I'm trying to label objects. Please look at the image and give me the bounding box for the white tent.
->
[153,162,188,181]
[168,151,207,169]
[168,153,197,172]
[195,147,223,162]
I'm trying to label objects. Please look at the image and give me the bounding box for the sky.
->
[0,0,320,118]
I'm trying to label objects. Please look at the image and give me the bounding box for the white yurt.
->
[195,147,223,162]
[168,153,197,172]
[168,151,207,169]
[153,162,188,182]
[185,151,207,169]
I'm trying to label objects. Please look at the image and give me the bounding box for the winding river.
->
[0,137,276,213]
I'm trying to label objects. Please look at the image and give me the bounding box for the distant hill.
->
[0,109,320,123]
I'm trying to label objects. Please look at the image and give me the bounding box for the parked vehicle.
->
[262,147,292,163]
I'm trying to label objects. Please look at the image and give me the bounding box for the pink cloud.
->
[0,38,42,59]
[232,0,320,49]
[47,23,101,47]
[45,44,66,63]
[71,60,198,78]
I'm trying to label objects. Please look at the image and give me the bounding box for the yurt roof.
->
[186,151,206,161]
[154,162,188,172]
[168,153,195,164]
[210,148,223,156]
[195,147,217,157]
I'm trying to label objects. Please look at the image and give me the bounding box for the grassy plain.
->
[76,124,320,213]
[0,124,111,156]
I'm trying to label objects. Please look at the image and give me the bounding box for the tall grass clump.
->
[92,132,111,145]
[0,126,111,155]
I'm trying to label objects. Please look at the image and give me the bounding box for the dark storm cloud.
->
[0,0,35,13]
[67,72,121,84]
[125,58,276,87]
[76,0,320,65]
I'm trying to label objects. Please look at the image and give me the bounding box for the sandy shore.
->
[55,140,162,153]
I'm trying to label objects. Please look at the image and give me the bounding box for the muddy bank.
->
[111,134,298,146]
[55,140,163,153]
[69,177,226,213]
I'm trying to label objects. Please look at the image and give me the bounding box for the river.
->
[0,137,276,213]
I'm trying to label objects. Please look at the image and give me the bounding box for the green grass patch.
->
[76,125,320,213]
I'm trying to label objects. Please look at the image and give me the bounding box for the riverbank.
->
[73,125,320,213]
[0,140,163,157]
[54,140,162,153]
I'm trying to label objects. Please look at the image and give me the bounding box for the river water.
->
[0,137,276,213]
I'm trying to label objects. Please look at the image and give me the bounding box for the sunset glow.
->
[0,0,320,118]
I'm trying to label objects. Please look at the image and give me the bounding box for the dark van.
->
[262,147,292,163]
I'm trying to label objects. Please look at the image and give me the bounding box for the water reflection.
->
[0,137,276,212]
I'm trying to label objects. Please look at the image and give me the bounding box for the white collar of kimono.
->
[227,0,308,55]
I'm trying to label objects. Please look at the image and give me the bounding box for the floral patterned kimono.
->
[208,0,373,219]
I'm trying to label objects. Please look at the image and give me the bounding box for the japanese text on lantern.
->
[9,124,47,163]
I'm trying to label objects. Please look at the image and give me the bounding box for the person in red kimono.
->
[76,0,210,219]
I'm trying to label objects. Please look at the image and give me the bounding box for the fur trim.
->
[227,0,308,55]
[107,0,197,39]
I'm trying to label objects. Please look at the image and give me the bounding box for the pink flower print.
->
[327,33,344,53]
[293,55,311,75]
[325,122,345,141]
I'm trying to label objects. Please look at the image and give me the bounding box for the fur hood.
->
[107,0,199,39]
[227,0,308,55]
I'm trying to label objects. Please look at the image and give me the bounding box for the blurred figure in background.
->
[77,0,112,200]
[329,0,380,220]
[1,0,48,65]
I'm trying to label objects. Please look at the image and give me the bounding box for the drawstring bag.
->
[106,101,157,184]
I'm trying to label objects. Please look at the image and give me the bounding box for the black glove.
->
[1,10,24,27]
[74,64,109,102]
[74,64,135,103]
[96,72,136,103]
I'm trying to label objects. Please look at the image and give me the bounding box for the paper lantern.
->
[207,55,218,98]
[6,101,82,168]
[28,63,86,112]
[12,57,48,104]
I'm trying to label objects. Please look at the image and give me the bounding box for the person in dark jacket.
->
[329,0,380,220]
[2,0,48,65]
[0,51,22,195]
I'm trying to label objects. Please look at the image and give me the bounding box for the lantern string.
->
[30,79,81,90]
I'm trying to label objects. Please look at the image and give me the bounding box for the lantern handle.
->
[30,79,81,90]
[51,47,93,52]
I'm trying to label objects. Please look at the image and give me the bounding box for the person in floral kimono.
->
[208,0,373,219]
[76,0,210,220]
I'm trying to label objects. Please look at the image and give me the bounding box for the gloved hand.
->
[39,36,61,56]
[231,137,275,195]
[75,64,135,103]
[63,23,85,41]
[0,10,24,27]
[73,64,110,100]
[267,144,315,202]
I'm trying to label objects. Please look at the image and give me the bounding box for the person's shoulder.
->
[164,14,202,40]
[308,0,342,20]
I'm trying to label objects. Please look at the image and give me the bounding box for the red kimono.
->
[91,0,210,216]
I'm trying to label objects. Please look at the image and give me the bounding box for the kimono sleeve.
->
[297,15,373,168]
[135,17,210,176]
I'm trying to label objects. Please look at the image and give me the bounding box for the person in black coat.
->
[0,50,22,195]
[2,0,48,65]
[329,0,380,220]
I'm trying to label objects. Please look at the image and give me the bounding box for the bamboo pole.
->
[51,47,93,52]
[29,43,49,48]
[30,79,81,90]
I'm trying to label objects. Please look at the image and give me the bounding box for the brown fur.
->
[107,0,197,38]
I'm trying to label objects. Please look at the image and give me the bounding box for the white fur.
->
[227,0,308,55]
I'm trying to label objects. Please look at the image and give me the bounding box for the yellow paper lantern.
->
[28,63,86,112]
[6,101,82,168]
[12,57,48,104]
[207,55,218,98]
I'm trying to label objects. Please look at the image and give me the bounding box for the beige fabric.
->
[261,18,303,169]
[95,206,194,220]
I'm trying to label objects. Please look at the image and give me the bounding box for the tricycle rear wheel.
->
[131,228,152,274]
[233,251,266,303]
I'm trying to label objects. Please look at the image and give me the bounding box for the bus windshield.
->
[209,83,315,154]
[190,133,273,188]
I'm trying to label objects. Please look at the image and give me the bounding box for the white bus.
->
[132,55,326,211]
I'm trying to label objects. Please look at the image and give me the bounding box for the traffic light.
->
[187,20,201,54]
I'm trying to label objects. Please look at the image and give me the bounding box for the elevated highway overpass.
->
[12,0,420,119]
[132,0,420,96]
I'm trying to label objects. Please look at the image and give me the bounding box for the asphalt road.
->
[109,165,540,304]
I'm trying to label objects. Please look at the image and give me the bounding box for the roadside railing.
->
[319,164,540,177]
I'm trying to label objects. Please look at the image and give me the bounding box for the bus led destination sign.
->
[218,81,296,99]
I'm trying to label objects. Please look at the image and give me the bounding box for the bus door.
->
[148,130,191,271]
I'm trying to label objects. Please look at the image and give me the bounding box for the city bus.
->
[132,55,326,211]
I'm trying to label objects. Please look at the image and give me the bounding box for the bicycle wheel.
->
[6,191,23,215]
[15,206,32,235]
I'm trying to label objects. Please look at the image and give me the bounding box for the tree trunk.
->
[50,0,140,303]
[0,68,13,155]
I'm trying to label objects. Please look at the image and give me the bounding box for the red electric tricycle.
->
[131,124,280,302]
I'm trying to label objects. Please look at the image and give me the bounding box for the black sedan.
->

● What you will do:
Select every line above that contains the word "wheel" and copy each one.

● Complete answer:
I'm trying to label objects. Please look at the image and give me the bounding box for the tricycle rear wheel.
I'm trying to label objects. Please look at the image and give me the bounding box for the bicycle wheel.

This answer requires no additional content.